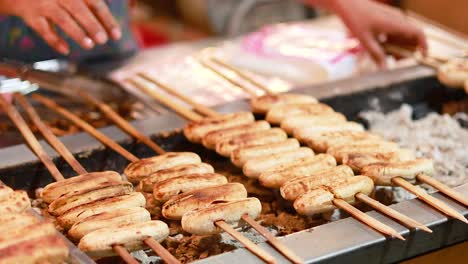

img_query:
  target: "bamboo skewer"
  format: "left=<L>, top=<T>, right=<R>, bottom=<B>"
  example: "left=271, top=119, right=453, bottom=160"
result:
left=416, top=173, right=468, bottom=206
left=78, top=90, right=164, bottom=154
left=13, top=93, right=87, bottom=174
left=355, top=193, right=432, bottom=233
left=112, top=245, right=139, bottom=264
left=333, top=199, right=405, bottom=241
left=74, top=88, right=303, bottom=263
left=31, top=94, right=140, bottom=162
left=0, top=96, right=65, bottom=181
left=127, top=76, right=202, bottom=120
left=139, top=73, right=219, bottom=116
left=198, top=58, right=467, bottom=224
left=392, top=177, right=468, bottom=224
left=242, top=214, right=304, bottom=264
left=15, top=94, right=180, bottom=264
left=210, top=57, right=274, bottom=94
left=24, top=96, right=180, bottom=264
left=33, top=94, right=275, bottom=263
left=214, top=220, right=276, bottom=264
left=0, top=96, right=138, bottom=264
left=130, top=77, right=404, bottom=240
left=198, top=59, right=257, bottom=97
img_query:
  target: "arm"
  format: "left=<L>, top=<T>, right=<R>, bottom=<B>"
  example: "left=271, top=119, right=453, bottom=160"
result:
left=303, top=0, right=427, bottom=67
left=0, top=0, right=121, bottom=54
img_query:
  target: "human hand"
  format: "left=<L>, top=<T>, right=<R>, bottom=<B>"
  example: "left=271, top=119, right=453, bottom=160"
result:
left=5, top=0, right=122, bottom=55
left=330, top=0, right=427, bottom=68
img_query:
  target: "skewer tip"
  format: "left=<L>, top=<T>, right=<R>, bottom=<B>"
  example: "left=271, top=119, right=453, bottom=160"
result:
left=457, top=215, right=468, bottom=224
left=393, top=233, right=406, bottom=241
left=418, top=225, right=432, bottom=234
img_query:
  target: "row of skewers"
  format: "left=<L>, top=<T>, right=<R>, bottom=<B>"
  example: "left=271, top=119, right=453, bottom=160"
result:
left=0, top=94, right=302, bottom=263
left=0, top=179, right=69, bottom=263
left=125, top=57, right=468, bottom=234
left=0, top=55, right=466, bottom=263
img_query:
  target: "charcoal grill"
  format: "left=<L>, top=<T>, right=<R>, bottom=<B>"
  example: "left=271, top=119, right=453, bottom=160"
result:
left=0, top=66, right=468, bottom=264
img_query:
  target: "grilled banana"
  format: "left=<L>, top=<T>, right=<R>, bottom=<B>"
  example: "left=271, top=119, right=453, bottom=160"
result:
left=231, top=138, right=300, bottom=168
left=140, top=163, right=214, bottom=192
left=0, top=222, right=57, bottom=251
left=49, top=181, right=133, bottom=216
left=181, top=198, right=262, bottom=235
left=327, top=140, right=400, bottom=163
left=184, top=112, right=255, bottom=143
left=124, top=152, right=201, bottom=183
left=42, top=171, right=122, bottom=204
left=0, top=234, right=69, bottom=264
left=293, top=188, right=336, bottom=215
left=162, top=183, right=247, bottom=220
left=258, top=154, right=336, bottom=188
left=68, top=207, right=151, bottom=241
left=0, top=212, right=40, bottom=234
left=304, top=130, right=383, bottom=152
left=281, top=112, right=346, bottom=134
left=57, top=192, right=146, bottom=229
left=293, top=121, right=364, bottom=142
left=0, top=191, right=31, bottom=214
left=361, top=158, right=434, bottom=185
left=280, top=165, right=354, bottom=201
left=202, top=120, right=271, bottom=149
left=78, top=220, right=169, bottom=258
left=216, top=128, right=288, bottom=157
left=265, top=103, right=334, bottom=125
left=242, top=148, right=314, bottom=178
left=294, top=176, right=374, bottom=215
left=250, top=93, right=317, bottom=114
left=153, top=173, right=227, bottom=202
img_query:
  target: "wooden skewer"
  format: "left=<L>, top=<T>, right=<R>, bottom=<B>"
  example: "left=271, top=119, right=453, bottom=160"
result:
left=127, top=78, right=202, bottom=120
left=17, top=94, right=180, bottom=264
left=132, top=81, right=414, bottom=238
left=333, top=199, right=405, bottom=240
left=0, top=96, right=138, bottom=264
left=31, top=94, right=140, bottom=162
left=392, top=177, right=468, bottom=224
left=355, top=193, right=432, bottom=233
left=384, top=44, right=440, bottom=70
left=144, top=238, right=180, bottom=264
left=416, top=173, right=468, bottom=206
left=198, top=59, right=257, bottom=97
left=0, top=96, right=65, bottom=181
left=210, top=57, right=468, bottom=221
left=13, top=93, right=87, bottom=174
left=112, top=245, right=139, bottom=264
left=242, top=214, right=304, bottom=264
left=34, top=96, right=275, bottom=263
left=214, top=220, right=276, bottom=264
left=77, top=90, right=164, bottom=154
left=139, top=72, right=219, bottom=116
left=210, top=57, right=274, bottom=94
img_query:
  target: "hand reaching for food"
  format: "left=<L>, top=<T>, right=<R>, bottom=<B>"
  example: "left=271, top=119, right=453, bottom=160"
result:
left=0, top=0, right=122, bottom=55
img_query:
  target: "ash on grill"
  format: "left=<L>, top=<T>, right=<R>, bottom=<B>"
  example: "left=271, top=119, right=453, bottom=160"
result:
left=360, top=104, right=468, bottom=200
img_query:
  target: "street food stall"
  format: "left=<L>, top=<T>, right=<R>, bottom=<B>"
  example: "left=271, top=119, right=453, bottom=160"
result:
left=0, top=5, right=468, bottom=263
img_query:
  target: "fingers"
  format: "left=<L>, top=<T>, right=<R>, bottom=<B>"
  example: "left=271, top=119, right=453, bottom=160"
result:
left=358, top=32, right=386, bottom=69
left=48, top=6, right=94, bottom=49
left=59, top=0, right=108, bottom=44
left=382, top=15, right=428, bottom=54
left=87, top=0, right=122, bottom=40
left=25, top=17, right=70, bottom=55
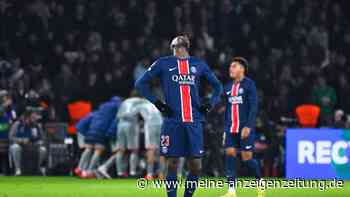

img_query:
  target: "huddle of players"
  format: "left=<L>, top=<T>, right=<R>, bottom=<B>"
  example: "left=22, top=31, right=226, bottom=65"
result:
left=74, top=97, right=164, bottom=178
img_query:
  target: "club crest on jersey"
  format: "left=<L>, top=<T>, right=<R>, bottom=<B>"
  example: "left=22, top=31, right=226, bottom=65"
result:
left=191, top=66, right=197, bottom=73
left=228, top=96, right=243, bottom=104
left=171, top=74, right=196, bottom=85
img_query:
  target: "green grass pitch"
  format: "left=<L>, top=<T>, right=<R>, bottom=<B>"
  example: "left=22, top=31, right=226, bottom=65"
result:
left=0, top=177, right=350, bottom=197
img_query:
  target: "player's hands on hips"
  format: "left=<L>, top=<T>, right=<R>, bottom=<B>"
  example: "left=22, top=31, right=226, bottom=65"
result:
left=199, top=98, right=211, bottom=114
left=154, top=100, right=173, bottom=117
left=241, top=127, right=250, bottom=139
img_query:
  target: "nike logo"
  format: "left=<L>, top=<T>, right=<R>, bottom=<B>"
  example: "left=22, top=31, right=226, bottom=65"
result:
left=169, top=67, right=177, bottom=72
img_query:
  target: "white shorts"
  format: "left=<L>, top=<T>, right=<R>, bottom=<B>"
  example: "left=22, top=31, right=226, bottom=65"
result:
left=77, top=133, right=85, bottom=148
left=145, top=124, right=162, bottom=149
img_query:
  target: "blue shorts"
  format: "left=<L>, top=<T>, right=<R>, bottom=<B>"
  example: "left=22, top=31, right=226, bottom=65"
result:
left=160, top=121, right=204, bottom=157
left=84, top=133, right=106, bottom=145
left=225, top=129, right=255, bottom=151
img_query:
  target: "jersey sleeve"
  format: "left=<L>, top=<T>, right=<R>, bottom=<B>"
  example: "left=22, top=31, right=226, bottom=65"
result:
left=202, top=63, right=222, bottom=106
left=246, top=82, right=258, bottom=128
left=135, top=60, right=161, bottom=103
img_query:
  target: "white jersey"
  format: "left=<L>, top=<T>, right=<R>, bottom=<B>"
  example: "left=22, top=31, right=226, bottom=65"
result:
left=135, top=99, right=163, bottom=125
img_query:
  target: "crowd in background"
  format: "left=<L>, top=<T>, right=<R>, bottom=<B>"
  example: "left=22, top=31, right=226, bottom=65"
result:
left=0, top=0, right=350, bottom=174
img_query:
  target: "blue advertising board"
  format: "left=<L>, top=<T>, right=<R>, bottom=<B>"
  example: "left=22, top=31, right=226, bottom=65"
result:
left=285, top=128, right=350, bottom=179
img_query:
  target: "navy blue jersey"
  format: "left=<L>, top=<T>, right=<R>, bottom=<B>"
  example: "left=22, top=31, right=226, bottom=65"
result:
left=85, top=96, right=121, bottom=139
left=135, top=56, right=222, bottom=122
left=224, top=77, right=258, bottom=133
left=75, top=112, right=94, bottom=135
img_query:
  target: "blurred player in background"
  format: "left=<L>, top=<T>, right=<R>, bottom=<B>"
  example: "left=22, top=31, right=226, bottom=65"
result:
left=135, top=36, right=222, bottom=197
left=116, top=97, right=142, bottom=177
left=74, top=112, right=94, bottom=176
left=9, top=111, right=47, bottom=176
left=223, top=57, right=264, bottom=197
left=135, top=99, right=165, bottom=180
left=81, top=96, right=121, bottom=178
left=97, top=115, right=118, bottom=179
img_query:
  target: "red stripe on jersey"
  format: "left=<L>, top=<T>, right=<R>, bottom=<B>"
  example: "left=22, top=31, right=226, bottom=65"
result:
left=231, top=83, right=239, bottom=133
left=177, top=60, right=193, bottom=122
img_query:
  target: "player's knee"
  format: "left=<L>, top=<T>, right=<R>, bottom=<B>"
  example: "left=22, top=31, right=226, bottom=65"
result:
left=226, top=148, right=237, bottom=157
left=189, top=164, right=202, bottom=176
left=168, top=158, right=178, bottom=171
left=241, top=151, right=253, bottom=161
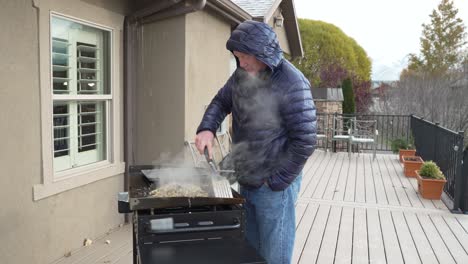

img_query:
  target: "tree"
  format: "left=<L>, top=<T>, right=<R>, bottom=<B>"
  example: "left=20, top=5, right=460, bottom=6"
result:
left=405, top=0, right=466, bottom=75
left=293, top=19, right=371, bottom=112
left=341, top=78, right=355, bottom=114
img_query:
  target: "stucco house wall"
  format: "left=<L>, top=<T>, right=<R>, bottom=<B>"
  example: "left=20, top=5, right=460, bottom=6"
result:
left=0, top=0, right=126, bottom=264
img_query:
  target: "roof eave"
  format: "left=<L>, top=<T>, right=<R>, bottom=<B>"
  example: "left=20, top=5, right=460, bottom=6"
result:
left=280, top=0, right=304, bottom=58
left=206, top=0, right=253, bottom=25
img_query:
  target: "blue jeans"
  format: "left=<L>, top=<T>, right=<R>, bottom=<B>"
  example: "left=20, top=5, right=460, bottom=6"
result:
left=241, top=172, right=302, bottom=264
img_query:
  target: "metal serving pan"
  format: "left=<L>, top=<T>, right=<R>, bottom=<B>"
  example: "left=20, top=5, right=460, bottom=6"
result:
left=129, top=166, right=245, bottom=210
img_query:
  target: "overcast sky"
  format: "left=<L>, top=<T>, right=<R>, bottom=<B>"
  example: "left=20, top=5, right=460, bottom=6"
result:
left=294, top=0, right=468, bottom=80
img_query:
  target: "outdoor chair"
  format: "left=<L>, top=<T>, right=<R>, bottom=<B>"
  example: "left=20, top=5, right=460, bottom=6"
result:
left=349, top=119, right=379, bottom=159
left=331, top=115, right=356, bottom=156
left=317, top=114, right=329, bottom=151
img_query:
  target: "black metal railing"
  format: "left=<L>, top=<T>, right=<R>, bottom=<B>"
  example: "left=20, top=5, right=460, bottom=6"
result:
left=317, top=113, right=410, bottom=151
left=411, top=116, right=467, bottom=211
left=460, top=151, right=468, bottom=212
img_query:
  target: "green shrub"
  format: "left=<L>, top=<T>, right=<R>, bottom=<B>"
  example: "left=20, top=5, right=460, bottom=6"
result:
left=390, top=138, right=412, bottom=153
left=419, top=161, right=445, bottom=180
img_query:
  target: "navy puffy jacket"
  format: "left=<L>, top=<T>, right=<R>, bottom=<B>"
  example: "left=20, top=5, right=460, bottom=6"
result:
left=197, top=21, right=316, bottom=191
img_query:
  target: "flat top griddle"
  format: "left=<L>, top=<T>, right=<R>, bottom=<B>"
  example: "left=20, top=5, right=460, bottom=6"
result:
left=129, top=165, right=245, bottom=210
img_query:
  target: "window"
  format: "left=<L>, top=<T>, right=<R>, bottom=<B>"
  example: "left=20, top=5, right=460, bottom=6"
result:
left=50, top=16, right=112, bottom=173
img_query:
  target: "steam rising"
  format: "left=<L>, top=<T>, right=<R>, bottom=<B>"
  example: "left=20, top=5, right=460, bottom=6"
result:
left=230, top=68, right=286, bottom=186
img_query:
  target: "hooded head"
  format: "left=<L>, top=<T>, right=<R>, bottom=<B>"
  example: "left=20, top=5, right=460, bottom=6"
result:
left=226, top=20, right=283, bottom=70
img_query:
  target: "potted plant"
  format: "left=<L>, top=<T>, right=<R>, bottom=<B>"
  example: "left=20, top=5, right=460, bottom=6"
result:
left=416, top=161, right=447, bottom=199
left=403, top=156, right=424, bottom=177
left=391, top=137, right=416, bottom=163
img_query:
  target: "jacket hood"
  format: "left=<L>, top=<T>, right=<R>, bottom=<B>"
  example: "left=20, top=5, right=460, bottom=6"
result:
left=226, top=20, right=283, bottom=70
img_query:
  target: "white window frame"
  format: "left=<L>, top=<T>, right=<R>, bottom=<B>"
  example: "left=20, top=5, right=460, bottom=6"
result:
left=33, top=9, right=125, bottom=200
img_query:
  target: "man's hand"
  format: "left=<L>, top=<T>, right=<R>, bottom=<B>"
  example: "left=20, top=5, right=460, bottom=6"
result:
left=195, top=130, right=214, bottom=159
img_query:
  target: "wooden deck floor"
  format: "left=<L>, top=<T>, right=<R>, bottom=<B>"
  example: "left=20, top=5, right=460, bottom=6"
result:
left=54, top=151, right=468, bottom=264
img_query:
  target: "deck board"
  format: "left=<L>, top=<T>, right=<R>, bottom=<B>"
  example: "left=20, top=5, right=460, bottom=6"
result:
left=292, top=204, right=318, bottom=263
left=352, top=208, right=369, bottom=263
left=392, top=212, right=421, bottom=264
left=298, top=206, right=330, bottom=264
left=317, top=206, right=342, bottom=263
left=417, top=214, right=456, bottom=263
left=334, top=207, right=354, bottom=263
left=54, top=151, right=468, bottom=264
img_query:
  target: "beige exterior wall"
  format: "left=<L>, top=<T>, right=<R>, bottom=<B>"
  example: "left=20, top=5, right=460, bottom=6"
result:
left=0, top=0, right=125, bottom=264
left=185, top=11, right=234, bottom=141
left=268, top=8, right=291, bottom=54
left=135, top=15, right=186, bottom=164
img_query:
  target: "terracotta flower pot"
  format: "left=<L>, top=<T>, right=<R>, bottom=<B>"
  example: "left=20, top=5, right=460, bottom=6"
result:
left=415, top=171, right=447, bottom=200
left=399, top=149, right=416, bottom=163
left=403, top=156, right=424, bottom=177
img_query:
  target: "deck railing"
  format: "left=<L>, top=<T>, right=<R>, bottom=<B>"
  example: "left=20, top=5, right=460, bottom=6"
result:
left=411, top=116, right=468, bottom=212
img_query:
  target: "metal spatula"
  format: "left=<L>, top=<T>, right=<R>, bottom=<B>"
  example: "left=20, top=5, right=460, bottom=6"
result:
left=204, top=147, right=233, bottom=198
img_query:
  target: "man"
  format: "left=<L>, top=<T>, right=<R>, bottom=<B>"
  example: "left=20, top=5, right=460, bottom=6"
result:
left=195, top=21, right=316, bottom=264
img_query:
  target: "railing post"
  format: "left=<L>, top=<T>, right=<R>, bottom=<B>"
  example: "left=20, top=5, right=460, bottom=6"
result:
left=332, top=112, right=338, bottom=152
left=452, top=131, right=468, bottom=213
left=431, top=122, right=440, bottom=161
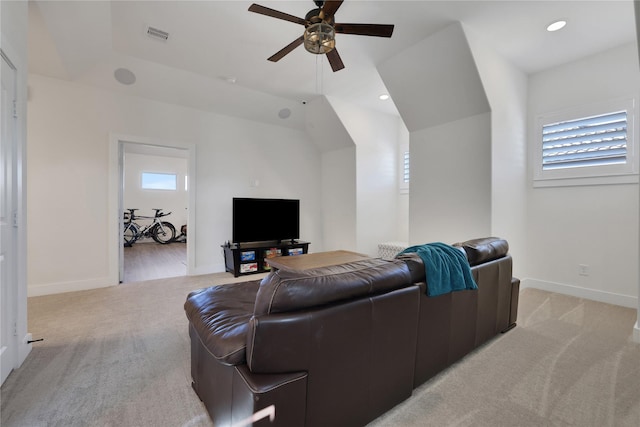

Exercise goal: Starting at the beginning of the material and ending with the line that contains "left=33, top=94, right=275, bottom=263", render those lines as a JSON list of strings, one string per line, with blank lines omitted. Leave the pictures out of the answer.

Output for this task:
[
  "img_query:",
  "  target: \"bamboo skewer\"",
  "  format: \"left=<L>, top=<T>, right=<R>, bottom=<B>\"",
  "  example: \"left=271, top=119, right=453, bottom=160\"",
  "result:",
  "left=416, top=173, right=468, bottom=206",
  "left=78, top=90, right=164, bottom=154",
  "left=13, top=93, right=87, bottom=174",
  "left=355, top=193, right=432, bottom=233",
  "left=112, top=245, right=139, bottom=264",
  "left=333, top=199, right=405, bottom=241",
  "left=74, top=88, right=303, bottom=263",
  "left=31, top=94, right=140, bottom=162",
  "left=0, top=96, right=65, bottom=181",
  "left=127, top=76, right=202, bottom=120",
  "left=139, top=73, right=219, bottom=116",
  "left=198, top=58, right=467, bottom=224",
  "left=392, top=177, right=468, bottom=224",
  "left=242, top=214, right=304, bottom=264",
  "left=15, top=94, right=180, bottom=264",
  "left=210, top=57, right=274, bottom=94",
  "left=24, top=96, right=180, bottom=264",
  "left=33, top=94, right=275, bottom=263"
]